* **Data entries**:
________________________

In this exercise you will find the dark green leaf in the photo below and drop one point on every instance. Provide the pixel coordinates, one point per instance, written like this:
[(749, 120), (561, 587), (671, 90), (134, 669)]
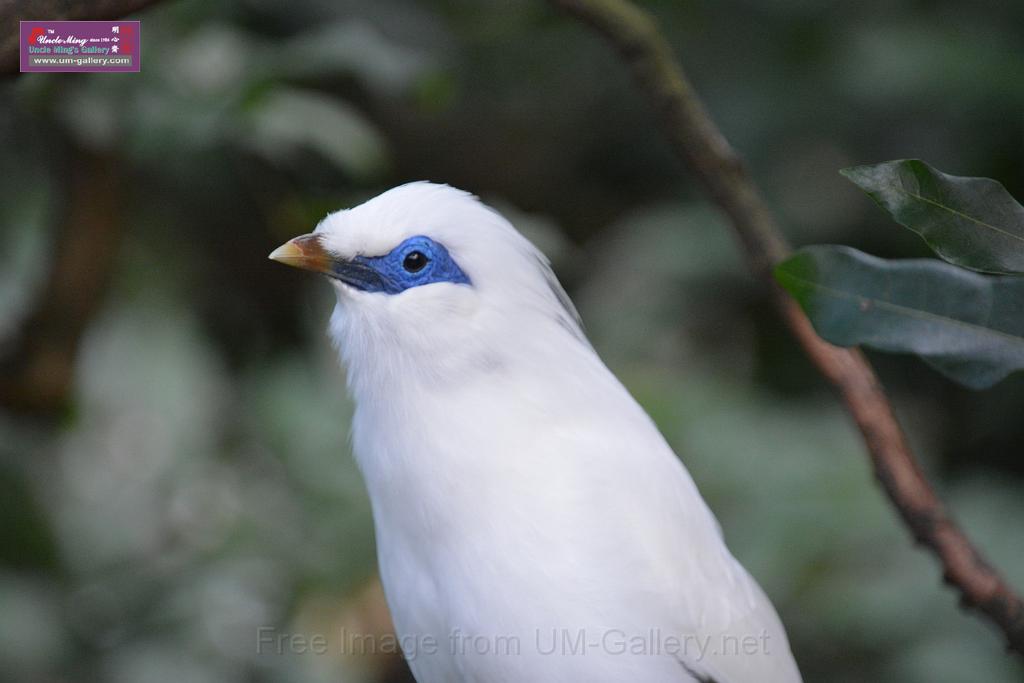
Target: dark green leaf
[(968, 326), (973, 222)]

________________________

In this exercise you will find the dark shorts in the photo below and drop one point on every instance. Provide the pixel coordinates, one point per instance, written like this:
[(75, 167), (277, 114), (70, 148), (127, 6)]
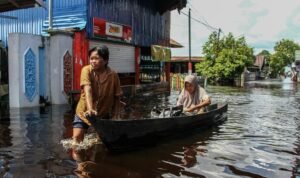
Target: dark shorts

________________________

* **Work to do**: Write out again every line from the one containing "In this exercise you will find the dark green" down to the one containing "[(968, 326), (973, 222)]", both included, and leave out the pictures.

* **Solution to the exercise**:
In this exercise you will find the dark green leaf in the photo below and drop one point on every instance. Provide the pixel coordinates, one point per instance, written like this:
[(749, 120), (561, 587), (671, 90), (134, 669)]
Target: dark green leaf
[(968, 326), (973, 222)]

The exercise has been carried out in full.